■ **WHAT YOU HAVE TO DO**
Copy the lines of the listing below exactly as they appear, from the line with "Mark the region of every instance of the blue" to the line with "0L32 23L256 22L256", both included.
## start RECORD EXCERPTS
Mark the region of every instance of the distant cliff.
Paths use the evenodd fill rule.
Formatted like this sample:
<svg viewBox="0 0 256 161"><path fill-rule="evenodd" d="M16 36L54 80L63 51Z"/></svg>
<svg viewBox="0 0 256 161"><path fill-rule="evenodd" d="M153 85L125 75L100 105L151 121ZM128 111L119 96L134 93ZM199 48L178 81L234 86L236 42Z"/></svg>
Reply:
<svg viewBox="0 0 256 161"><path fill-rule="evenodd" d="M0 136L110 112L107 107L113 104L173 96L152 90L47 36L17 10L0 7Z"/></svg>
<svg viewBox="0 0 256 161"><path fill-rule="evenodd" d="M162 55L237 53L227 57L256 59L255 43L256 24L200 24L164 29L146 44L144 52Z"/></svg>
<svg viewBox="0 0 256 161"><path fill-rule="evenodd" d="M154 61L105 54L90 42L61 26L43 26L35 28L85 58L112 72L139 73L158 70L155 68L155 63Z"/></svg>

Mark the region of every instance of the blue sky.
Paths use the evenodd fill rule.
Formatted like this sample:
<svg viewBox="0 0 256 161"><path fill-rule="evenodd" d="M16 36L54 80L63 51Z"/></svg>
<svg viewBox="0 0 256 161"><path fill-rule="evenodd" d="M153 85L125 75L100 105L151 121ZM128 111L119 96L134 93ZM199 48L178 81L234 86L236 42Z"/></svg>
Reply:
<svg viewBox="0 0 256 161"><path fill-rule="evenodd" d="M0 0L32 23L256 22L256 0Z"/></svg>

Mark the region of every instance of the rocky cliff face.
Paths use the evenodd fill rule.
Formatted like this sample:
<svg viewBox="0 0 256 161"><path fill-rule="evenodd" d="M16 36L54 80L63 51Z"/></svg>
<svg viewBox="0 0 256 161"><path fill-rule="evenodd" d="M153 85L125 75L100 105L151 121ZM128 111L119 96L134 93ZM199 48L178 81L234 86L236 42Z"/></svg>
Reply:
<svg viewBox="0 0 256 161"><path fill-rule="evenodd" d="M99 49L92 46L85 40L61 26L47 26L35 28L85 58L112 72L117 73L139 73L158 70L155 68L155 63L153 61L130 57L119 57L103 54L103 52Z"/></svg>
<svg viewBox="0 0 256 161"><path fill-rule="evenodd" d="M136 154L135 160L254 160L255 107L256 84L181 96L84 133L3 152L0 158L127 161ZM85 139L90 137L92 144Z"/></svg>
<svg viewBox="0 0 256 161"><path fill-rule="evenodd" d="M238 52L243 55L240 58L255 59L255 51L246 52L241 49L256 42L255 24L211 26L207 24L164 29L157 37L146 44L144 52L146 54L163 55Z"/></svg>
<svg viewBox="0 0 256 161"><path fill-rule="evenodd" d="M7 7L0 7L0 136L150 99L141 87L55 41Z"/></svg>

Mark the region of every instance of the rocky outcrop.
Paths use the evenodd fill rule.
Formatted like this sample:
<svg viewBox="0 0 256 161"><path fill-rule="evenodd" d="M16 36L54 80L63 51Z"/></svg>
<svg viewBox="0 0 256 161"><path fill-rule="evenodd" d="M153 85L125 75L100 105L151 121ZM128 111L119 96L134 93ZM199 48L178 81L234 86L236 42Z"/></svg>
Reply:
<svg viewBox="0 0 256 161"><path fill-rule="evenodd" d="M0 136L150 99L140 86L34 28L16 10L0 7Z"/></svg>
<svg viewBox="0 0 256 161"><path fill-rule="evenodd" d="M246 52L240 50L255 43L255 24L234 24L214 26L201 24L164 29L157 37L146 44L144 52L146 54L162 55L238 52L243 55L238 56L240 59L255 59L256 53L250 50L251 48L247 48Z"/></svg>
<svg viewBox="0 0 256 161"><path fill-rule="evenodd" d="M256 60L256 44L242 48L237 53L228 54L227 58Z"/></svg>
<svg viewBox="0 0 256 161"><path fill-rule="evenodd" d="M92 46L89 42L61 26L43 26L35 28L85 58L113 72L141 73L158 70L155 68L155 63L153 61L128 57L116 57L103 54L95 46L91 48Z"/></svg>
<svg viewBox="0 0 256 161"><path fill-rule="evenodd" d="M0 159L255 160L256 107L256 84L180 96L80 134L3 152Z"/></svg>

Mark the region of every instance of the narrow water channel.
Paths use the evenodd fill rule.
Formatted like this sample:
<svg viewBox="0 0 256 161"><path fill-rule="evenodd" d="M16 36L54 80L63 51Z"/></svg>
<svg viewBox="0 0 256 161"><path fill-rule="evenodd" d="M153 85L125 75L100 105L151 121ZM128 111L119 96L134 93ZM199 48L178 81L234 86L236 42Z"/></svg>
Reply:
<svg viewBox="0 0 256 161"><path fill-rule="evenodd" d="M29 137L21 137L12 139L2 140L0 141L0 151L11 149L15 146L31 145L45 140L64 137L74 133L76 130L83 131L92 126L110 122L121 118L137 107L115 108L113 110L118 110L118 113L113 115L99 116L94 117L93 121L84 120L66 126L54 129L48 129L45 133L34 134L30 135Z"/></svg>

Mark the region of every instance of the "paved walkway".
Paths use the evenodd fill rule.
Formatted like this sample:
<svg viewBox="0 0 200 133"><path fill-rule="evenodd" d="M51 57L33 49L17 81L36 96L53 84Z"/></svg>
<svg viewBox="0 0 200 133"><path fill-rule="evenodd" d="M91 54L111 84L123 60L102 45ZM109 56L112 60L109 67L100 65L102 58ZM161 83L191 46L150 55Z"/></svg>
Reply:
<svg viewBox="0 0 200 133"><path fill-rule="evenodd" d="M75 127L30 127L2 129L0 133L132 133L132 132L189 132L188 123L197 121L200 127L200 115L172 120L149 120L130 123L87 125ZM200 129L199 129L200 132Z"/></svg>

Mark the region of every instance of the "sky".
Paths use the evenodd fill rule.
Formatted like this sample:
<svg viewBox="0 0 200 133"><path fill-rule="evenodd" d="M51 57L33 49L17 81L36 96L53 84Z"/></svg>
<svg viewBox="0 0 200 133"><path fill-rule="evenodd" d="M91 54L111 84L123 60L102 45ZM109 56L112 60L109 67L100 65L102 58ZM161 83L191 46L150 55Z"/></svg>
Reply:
## end RECORD EXCERPTS
■ **FINAL RESULT**
Mark the region of every instance of the blue sky.
Paths use the evenodd fill rule.
Formatted like this sample:
<svg viewBox="0 0 256 161"><path fill-rule="evenodd" d="M16 36L54 80L63 51Z"/></svg>
<svg viewBox="0 0 256 161"><path fill-rule="evenodd" d="M153 85L125 75L100 105L151 121ZM128 111L119 96L134 93ZM199 48L178 81L234 86L236 42Z"/></svg>
Reply:
<svg viewBox="0 0 256 161"><path fill-rule="evenodd" d="M0 0L32 23L256 22L256 0Z"/></svg>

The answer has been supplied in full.